> _The request_
Starting with the line with "get_box(dark coat)" and going on through the line with "top-left (0, 115), bottom-right (119, 275)", reproduce those lines of the records, requests included. Multiply every box coordinate in the answers by 1.3 and round to whole numbers, with halves rounding up, but leave the requests and their sample return values unchanged.

>> start Extracted entries

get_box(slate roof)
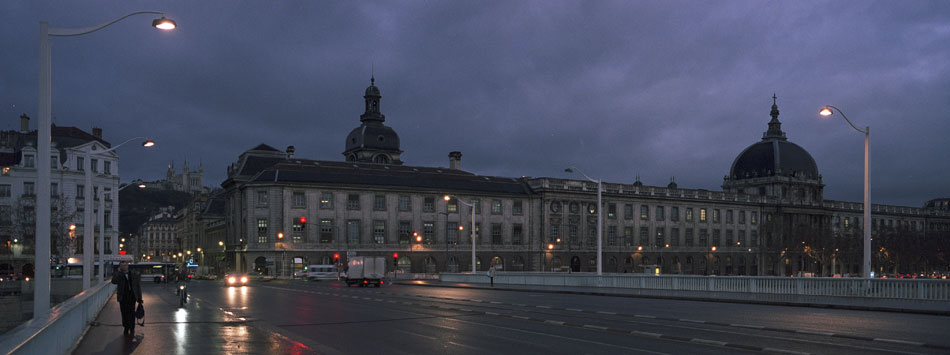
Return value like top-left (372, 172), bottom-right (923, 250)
top-left (251, 159), bottom-right (532, 195)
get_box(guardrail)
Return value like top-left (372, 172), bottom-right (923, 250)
top-left (440, 272), bottom-right (950, 301)
top-left (0, 283), bottom-right (115, 354)
top-left (440, 272), bottom-right (950, 315)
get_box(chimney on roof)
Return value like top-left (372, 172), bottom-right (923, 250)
top-left (20, 113), bottom-right (30, 133)
top-left (449, 152), bottom-right (462, 170)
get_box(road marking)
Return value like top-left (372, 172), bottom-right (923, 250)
top-left (689, 338), bottom-right (726, 346)
top-left (449, 318), bottom-right (670, 355)
top-left (762, 348), bottom-right (811, 355)
top-left (874, 338), bottom-right (924, 346)
top-left (730, 323), bottom-right (765, 329)
top-left (630, 330), bottom-right (663, 338)
top-left (795, 330), bottom-right (835, 337)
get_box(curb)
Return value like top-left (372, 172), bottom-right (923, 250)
top-left (395, 281), bottom-right (950, 316)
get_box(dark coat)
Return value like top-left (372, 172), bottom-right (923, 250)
top-left (112, 270), bottom-right (142, 303)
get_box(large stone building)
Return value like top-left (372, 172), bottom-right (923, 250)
top-left (216, 82), bottom-right (950, 276)
top-left (0, 115), bottom-right (119, 275)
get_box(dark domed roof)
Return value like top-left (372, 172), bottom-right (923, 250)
top-left (346, 124), bottom-right (399, 151)
top-left (729, 139), bottom-right (818, 180)
top-left (729, 95), bottom-right (819, 180)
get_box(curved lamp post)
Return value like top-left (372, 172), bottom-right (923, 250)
top-left (443, 195), bottom-right (478, 274)
top-left (33, 11), bottom-right (178, 319)
top-left (564, 166), bottom-right (604, 275)
top-left (818, 105), bottom-right (871, 279)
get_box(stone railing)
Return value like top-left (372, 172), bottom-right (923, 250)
top-left (0, 283), bottom-right (115, 354)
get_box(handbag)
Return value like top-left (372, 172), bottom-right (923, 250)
top-left (135, 303), bottom-right (145, 327)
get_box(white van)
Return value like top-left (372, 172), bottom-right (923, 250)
top-left (307, 265), bottom-right (339, 280)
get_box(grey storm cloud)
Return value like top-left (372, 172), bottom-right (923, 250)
top-left (0, 1), bottom-right (950, 206)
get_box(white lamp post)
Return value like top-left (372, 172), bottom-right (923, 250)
top-left (33, 11), bottom-right (177, 319)
top-left (564, 167), bottom-right (604, 275)
top-left (444, 195), bottom-right (478, 274)
top-left (818, 105), bottom-right (871, 279)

>> end Extracted entries

> _Solved exercise_
get_box(dark coat)
Return value like top-left (372, 172), bottom-right (923, 250)
top-left (146, 351), bottom-right (185, 394)
get_box(large stone building)
Return value like top-left (372, 172), bottom-right (923, 250)
top-left (281, 107), bottom-right (1235, 359)
top-left (0, 150), bottom-right (155, 358)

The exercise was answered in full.